Text passage

• • • • •

Two new centers at the School of Medicine and the School of Public Health will promote the adoption of research findings into clinical practice and develop and assess sustainable, cost-effective interventions to improve public health domestically and around the world.
The School of Medicine’s Center for Implementation Science (YCIS), led by Steven L. Bernstein, MD, professor of emergency medicine and public health (health policy) and the School of Public Health’s Center for Methods of Implementation and Prevention Science (CMIPS), led by Donna Spiegelman, ScD, the Susan Dwight Bliss Professor of Biostatistics with a secondary appointment in the Department of Statistics and Data Science, will work synergistically to facilitate the translation of research into practice.
YCIS will work across diverse disciplines and departments at the medical school, as well as the School of Public Health and the School of Nursing. “We hope to create an intellectual home for investigators at Yale who are interested in implementation science so that we can shorten the gap between publication and practice,” said Bernstein, noting that this can span up to 17 years. “YCIS will be a cross-disciplinary collaborative network where we can incubate ideas and pursue funding opportunities.”
YCIS is affiliated with the Yale Center for Clinical Investigation (YCCI), where Bernstein will be director of implementation science. YCCI was created to support and facilitate clinical and translational research and training across the entire medical campus and is the operational home of Yale’s Clinical and Translational Science Award (CTSA) from the National Institutes of Health. Yale was one of the original 12 institutions to receive a CTSA in 2006, which was renewed in 2015 for another five years.
In 2017, Bernstein was awarded a K12 grant from the National Heart, Lung, and Blood Institute of the National Institutes of Health to fund a five-year program to train young scholars in implementation science related to diseases of the heart, lungs, and blood, as well as sleep disorders. When he was applying for the grant, he found that a small number of investigators were doing implementation science, but many more were interested. Forty faculty members signed on as co-mentors for the scholars, and several New Haven non-profit organizations— including Junta for Progressive Action, Project Access, DataHaven, Columbus House, and the New Haven Health Department—partnered with the program, which will serve as the training core for YCIS. The curriculum developed for the Yale Implementation Science Scholars includes coursework from the National Clinician Scholars Program, the Investigative Medicine Program, and the Schools of Public Health and Management. Courses will also be available to other members of the health science communities.
At the Yale School of Public Health, Spiegelman and her CMIPS colleagues will lead research on quantitative and qualitative methods for implementation and prevention science in global public health and provide quantitative and qualitative support for the design and planning of global health projects in such areas as HIV/AIDS, cancer; diabetes; cardiovascular disease prevention; mental, environmental, and reproductive health promotion; and substance abuse. The new center will also serve as a major interface between biostatisticians, epidemiologists, social scientists, and health economists across several schools in the university.

• • • • •

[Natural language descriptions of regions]

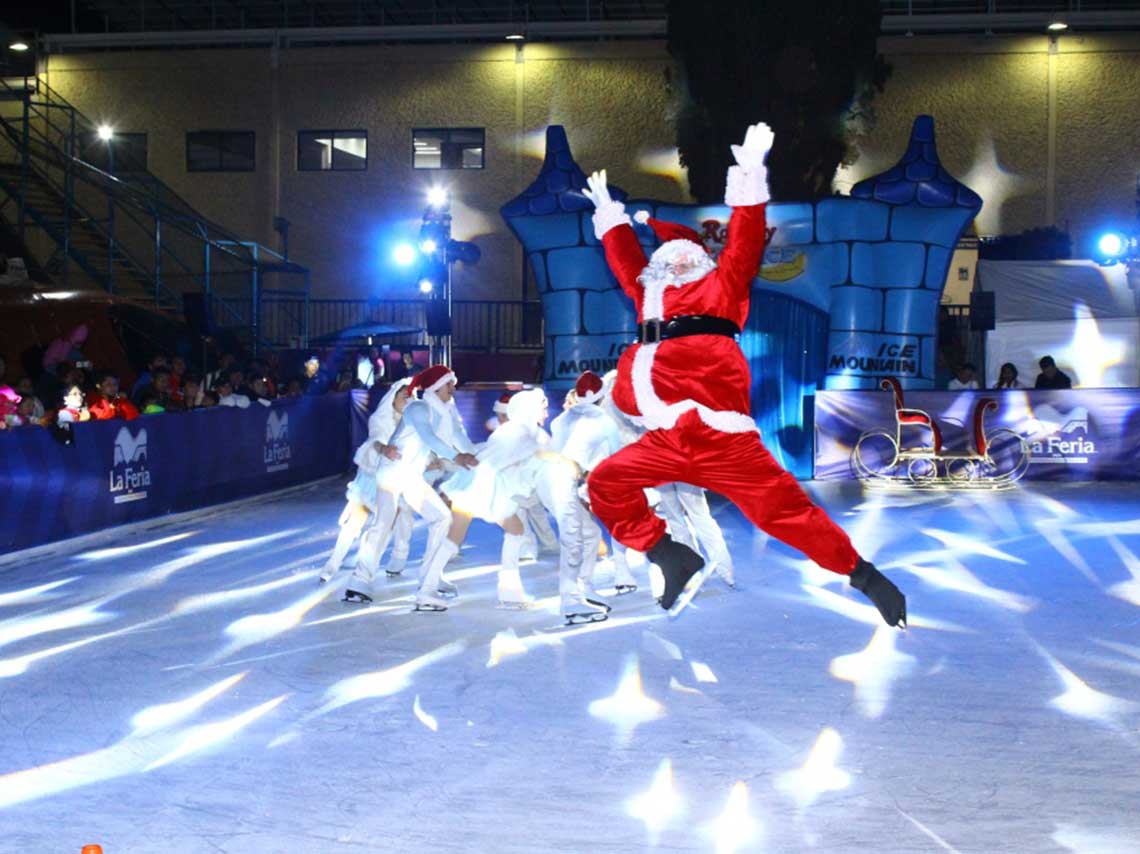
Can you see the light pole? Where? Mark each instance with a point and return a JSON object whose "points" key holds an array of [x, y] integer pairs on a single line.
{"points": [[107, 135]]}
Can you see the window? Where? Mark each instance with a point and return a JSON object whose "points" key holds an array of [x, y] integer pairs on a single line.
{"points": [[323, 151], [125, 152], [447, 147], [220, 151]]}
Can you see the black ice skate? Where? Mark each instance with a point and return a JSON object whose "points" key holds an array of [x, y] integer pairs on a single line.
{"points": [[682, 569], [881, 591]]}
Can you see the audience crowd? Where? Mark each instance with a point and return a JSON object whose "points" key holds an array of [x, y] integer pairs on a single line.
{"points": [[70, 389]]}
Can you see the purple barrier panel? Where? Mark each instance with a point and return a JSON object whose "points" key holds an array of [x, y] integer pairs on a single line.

• • • • •

To do
Copy the passage on the two new implementation science centers word for word, everything from "Two new centers" down to "research into practice.".

Solved exercise
Two new centers at the School of Medicine and the School of Public Health will promote the adoption of research findings into clinical practice and develop and assess sustainable, cost-effective interventions to improve public health domestically and around the world.
The School of Medicine’s Center for Implementation Science (YCIS), led by Steven L. Bernstein, MD, professor of emergency medicine and public health (health policy) and the School of Public Health’s Center for Methods of Implementation and Prevention Science (CMIPS), led by Donna Spiegelman, ScD, the Susan Dwight Bliss Professor of Biostatistics with a secondary appointment in the Department of Statistics and Data Science, will work synergistically to facilitate the translation of research into practice.